• Activity: Reprint every entry, character for character.

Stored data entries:
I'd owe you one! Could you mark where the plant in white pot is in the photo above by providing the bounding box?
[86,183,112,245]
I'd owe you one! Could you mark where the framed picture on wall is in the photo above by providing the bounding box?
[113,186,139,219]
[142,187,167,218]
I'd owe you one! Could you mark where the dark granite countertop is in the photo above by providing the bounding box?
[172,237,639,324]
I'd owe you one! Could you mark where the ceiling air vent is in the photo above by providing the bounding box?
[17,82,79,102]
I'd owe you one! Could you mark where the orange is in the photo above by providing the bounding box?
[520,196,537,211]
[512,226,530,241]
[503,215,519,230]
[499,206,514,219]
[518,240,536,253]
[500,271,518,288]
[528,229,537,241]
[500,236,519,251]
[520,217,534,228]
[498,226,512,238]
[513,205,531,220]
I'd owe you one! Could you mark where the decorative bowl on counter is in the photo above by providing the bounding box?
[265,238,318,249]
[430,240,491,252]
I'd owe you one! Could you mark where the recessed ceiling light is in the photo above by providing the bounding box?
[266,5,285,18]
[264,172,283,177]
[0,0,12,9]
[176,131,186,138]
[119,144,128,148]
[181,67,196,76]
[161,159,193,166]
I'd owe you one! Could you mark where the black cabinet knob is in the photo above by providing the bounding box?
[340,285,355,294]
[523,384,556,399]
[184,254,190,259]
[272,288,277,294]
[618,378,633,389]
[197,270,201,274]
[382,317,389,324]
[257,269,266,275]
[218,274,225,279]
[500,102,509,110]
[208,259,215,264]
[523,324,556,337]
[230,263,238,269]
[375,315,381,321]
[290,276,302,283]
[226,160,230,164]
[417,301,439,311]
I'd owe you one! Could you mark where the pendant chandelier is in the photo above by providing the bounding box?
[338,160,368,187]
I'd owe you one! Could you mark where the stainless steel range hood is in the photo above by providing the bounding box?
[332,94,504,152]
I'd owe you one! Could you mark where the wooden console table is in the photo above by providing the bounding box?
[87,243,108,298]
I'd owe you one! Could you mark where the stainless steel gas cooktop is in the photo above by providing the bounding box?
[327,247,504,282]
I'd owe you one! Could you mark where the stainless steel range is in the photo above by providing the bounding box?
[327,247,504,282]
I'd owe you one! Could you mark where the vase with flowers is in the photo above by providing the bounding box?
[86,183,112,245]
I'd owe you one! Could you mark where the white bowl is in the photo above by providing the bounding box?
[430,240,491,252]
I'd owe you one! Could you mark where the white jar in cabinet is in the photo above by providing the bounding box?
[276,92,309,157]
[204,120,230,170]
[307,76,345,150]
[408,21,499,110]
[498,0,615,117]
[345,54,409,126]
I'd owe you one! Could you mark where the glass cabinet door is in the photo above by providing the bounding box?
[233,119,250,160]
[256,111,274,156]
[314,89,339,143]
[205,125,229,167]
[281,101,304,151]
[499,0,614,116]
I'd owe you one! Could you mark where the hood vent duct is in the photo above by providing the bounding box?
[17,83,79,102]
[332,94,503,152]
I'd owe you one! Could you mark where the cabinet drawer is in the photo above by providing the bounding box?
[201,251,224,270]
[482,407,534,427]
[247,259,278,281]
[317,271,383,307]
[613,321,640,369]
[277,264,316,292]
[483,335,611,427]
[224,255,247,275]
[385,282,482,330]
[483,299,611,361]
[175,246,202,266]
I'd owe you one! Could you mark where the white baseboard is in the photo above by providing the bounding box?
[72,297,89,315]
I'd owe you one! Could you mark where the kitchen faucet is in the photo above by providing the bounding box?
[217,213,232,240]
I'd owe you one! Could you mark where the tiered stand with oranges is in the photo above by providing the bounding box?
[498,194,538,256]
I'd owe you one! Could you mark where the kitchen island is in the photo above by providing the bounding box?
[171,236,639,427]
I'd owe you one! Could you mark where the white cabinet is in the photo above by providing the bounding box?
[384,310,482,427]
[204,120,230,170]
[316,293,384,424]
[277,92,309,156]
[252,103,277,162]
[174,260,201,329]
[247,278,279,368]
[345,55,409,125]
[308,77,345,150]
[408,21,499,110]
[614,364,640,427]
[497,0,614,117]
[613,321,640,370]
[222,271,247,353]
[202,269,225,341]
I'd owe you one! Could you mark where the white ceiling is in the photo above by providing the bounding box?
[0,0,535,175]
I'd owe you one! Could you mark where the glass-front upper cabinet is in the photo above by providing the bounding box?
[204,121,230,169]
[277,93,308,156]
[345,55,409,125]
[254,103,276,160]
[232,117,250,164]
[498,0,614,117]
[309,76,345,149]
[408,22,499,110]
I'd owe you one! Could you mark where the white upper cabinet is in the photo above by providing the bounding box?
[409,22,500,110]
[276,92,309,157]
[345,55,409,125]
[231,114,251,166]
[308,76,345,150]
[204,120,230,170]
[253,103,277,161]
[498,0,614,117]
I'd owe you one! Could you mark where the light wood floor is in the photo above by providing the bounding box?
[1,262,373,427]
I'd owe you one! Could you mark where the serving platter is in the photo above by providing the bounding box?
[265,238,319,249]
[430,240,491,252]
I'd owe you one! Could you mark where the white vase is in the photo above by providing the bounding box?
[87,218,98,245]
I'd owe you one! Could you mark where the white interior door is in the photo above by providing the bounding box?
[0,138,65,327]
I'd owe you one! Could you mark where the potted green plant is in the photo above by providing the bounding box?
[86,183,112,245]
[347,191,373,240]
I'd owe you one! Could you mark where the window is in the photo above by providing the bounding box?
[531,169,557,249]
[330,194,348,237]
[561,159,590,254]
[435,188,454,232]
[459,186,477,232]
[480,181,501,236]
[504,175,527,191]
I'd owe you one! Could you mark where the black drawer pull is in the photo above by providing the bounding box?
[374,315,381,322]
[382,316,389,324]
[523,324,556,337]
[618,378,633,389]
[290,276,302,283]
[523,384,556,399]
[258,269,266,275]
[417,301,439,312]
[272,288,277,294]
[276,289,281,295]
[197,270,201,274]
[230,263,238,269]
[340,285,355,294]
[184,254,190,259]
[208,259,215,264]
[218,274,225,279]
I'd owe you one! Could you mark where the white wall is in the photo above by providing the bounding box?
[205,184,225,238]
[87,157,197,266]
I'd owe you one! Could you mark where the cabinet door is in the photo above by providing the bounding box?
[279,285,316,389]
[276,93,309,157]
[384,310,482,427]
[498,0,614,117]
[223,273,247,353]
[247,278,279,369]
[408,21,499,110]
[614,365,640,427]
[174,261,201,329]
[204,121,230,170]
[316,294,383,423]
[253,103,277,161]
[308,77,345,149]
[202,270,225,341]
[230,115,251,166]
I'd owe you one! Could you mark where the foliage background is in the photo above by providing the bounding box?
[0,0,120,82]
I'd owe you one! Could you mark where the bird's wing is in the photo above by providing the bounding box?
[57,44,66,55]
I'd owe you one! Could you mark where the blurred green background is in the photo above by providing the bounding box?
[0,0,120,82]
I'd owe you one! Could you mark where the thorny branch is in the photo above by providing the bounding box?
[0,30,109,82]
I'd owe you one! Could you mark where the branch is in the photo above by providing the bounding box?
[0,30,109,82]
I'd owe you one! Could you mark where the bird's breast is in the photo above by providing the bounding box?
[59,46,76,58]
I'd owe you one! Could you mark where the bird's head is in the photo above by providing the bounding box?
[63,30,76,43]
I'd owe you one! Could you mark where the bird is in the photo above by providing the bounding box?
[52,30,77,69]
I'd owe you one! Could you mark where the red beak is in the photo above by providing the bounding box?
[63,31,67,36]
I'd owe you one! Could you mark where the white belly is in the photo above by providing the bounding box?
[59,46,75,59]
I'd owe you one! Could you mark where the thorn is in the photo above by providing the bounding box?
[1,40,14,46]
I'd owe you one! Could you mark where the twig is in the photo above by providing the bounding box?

• Exercise solution:
I'd owe you one! Could you mark where the plant in white pot is in the photo above by providing the bounding box?
[86,183,112,245]
I'd owe you one! Could you mark where the framed picture on wall is in the photo above by providing the bounding box?
[113,186,139,219]
[142,187,167,218]
I'd owe you one! Could you mark where the dark granite countertop is in the photo above by providing the bounding box?
[172,237,639,324]
I'd owe you one! Could you mark where the ceiling air vent is in the photo above by providing the bounding box?
[17,82,79,102]
I'd owe you one! Could you mark where the orange is in the photo above by providing the bounding box?
[520,196,537,211]
[512,226,530,241]
[503,215,519,230]
[499,206,514,219]
[518,240,536,253]
[500,271,518,288]
[528,229,537,241]
[500,236,519,251]
[520,217,534,228]
[498,226,512,238]
[513,205,531,220]
I'd owe you one! Could you mark where the decorative bowl on counter is in the photo above by providing the bounding box?
[265,238,318,249]
[430,240,491,252]
I'd owe you one! Could you mark where the recessed ceiling light is in the photo above by providing the bounding box?
[266,5,285,18]
[264,172,283,177]
[0,0,12,9]
[176,131,186,138]
[119,144,128,148]
[181,67,196,76]
[161,159,193,166]
I'd owe you one! Could you mark where the black cabinet knob is in the photo above by providing the bounding box?
[340,285,355,294]
[523,384,556,399]
[184,254,190,259]
[272,288,277,294]
[618,378,633,389]
[197,270,201,274]
[382,317,389,324]
[257,269,266,275]
[218,274,225,279]
[500,102,509,110]
[208,259,215,264]
[523,324,556,337]
[230,263,238,269]
[375,315,381,321]
[290,276,302,283]
[226,160,230,164]
[417,301,439,311]
I'd owe you one! Could you mark where the pendant chandelier is in the photo above by providing the bounding box?
[338,160,368,187]
I'd owe you one! Could you mark where the stainless steel range hood is in the photo above by providing the bounding box?
[332,94,504,152]
I'd owe you one! Could you mark where the wooden console table is in the photo above by providing the bounding box?
[87,243,108,298]
I'd owe you one! Could you mark where the stainless steel gas cooktop is in the photo above by providing the bounding box?
[327,247,504,282]
I'd owe you one! Could you mark where the stainless steel range is in the photo above by providing the bounding box?
[327,247,504,282]
I'd owe you one! Could you mark where the vase with flowers is in the photo above by providing the bounding box?
[86,183,112,245]
I'd owe you one! Could you mark where the white bowl is in the photo above by providing the bounding box?
[430,240,491,252]
I'd owe you one! Could you mark where the white jar in cabinet is in the photo above by providing the bounding box?
[276,92,309,157]
[204,120,230,170]
[307,76,345,150]
[408,21,499,110]
[498,0,615,117]
[345,54,409,126]
I'd owe you one! Could you mark where the glass cabinet door is in the photo above by providing the bounding box?
[233,119,250,160]
[256,111,274,156]
[314,89,339,143]
[205,125,229,167]
[281,101,304,151]
[499,0,614,116]
I'd owe you one! Could you mark where the hood vent duct is in the photo above by providing the bounding box?
[17,83,79,102]
[332,94,503,152]
I'd owe you one! Could you mark where the cabinet drawer is in the photo above by providing the bounding box?
[201,251,224,270]
[482,407,534,427]
[247,259,278,281]
[317,271,383,307]
[613,321,640,369]
[277,264,316,292]
[483,335,611,427]
[224,255,247,275]
[385,282,482,330]
[483,299,611,361]
[175,246,202,266]
I'd owe you one! Could you mark where the white baseboard is in the photo above by providing the bounding box?
[72,297,89,315]
I'd owe you one! Could you mark where the kitchen faucet is in the photo above by providing the bounding box?
[217,213,232,240]
I'd owe you one! Could you mark where the tiered stand with oranges is in the photo above by providing the bounding box?
[498,194,538,256]
I'd owe you one! Could you mark where the kitchen island is in the photo above by providing the bounding box?
[171,236,639,427]
I'd owe you one! Could you mark where the white cabinet is in the photo above by providing the bounding box?
[384,310,482,427]
[204,120,230,170]
[316,293,384,424]
[277,92,309,156]
[252,103,277,162]
[174,260,201,329]
[247,278,279,368]
[345,55,409,125]
[308,77,345,150]
[408,21,499,110]
[614,364,640,427]
[497,0,614,117]
[613,321,640,370]
[222,271,247,353]
[202,269,225,341]
I'd owe you one! Could you mark where the white ceiling is in the photo above by providing the bounding box?
[0,0,535,175]
I'd owe you one! Could you mark where the glass-front upper cabinet is in the photo above by providing the bounding box?
[204,121,230,169]
[277,93,308,156]
[345,55,409,125]
[254,103,276,160]
[232,117,250,164]
[498,0,614,117]
[309,76,345,149]
[408,22,499,110]
I'd owe you one! Could you mark where the white upper cabinet is in the photo above by providing the bounding box?
[409,22,500,110]
[276,92,309,157]
[345,55,409,125]
[231,114,251,166]
[308,76,345,150]
[204,120,230,170]
[253,103,277,161]
[498,0,614,117]
I'd owe you one! Could you mark where the light wood floor is in the photo above by providing the bounding box?
[1,262,373,427]
I'd owe you one! Could you mark where the serving platter is in the photo above by providing the bounding box?
[265,238,319,249]
[430,240,491,252]
I'd owe you one! Could you mark where the white vase is in the photo above by providing the bounding box?
[87,218,98,245]
I'd owe you one! Could you mark where the white interior door is in the photo above by providing the bounding box?
[0,138,65,327]
I'd owe you one! Could you mark where the potted green plant is in the photo above by providing the bounding box?
[86,183,112,245]
[347,191,373,240]
I'd owe you one! Could you mark where the window is in the photo above by providing the bounding box?
[531,169,557,249]
[330,194,348,237]
[561,159,590,254]
[435,188,454,232]
[459,186,477,232]
[480,181,501,236]
[504,175,527,191]
I'd owe you one! Could you mark where the black drawer pull is in the photo above by providing the bounding box?
[374,315,381,322]
[382,316,389,324]
[523,324,556,337]
[618,378,633,389]
[290,276,302,283]
[523,384,556,399]
[258,269,266,275]
[417,301,439,312]
[272,288,277,294]
[276,289,281,295]
[197,270,201,274]
[230,263,238,269]
[340,285,355,294]
[184,254,190,259]
[208,259,215,264]
[218,274,225,279]
I'd owe you one! Could you mark where the white wall is in the photo above by providing the bounding box?
[205,184,225,238]
[87,157,197,266]
I'd owe you one! Could you mark where the cabinet door is in the photo above by providing the bounding box?
[279,285,316,389]
[276,93,309,157]
[384,310,482,427]
[498,0,614,117]
[223,273,247,353]
[247,278,279,369]
[408,21,499,110]
[614,365,640,427]
[174,261,201,329]
[204,121,230,170]
[316,294,383,423]
[253,103,277,161]
[308,77,345,149]
[202,270,225,341]
[230,115,251,166]
I'd owe you one! Could you mark where the foliage background is in the photo above by providing the bounding box?
[0,0,120,82]
I'd owe you one! Could you mark where the bird's wing is in the photo above by providing the bounding box?
[57,44,66,55]
I'd owe you one! Could you mark where the blurred green background is in the photo above by providing the bounding box?
[0,0,120,82]
I'd owe you one! Could you mark where the thorny branch is in the photo above by providing the bounding box?
[0,30,109,82]
I'd owe you one! Could you mark where the branch is in the photo above by providing the bounding box?
[0,30,109,82]
I'd owe you one! Could you mark where the bird's breast is in the photo above by providing the bounding box?
[59,46,76,58]
I'd owe you one! Could you mark where the bird's head is in the photo above by providing the bounding box?
[63,30,76,43]
I'd owe you one! Could you mark where the bird is in the photo above by providing the bounding box?
[52,30,77,69]
I'd owe you one! Could you mark where the red beak is in the photo above by providing the bounding box?
[63,31,67,36]
I'd owe you one! Could you mark where the white belly is in the photo above by providing the bounding box?
[59,46,75,59]
I'd owe you one! Could you mark where the thorn is in the photo above by providing the bounding box?
[1,40,14,46]
I'd owe you one! Could you mark where the twig is in the photo above by providing the bounding box?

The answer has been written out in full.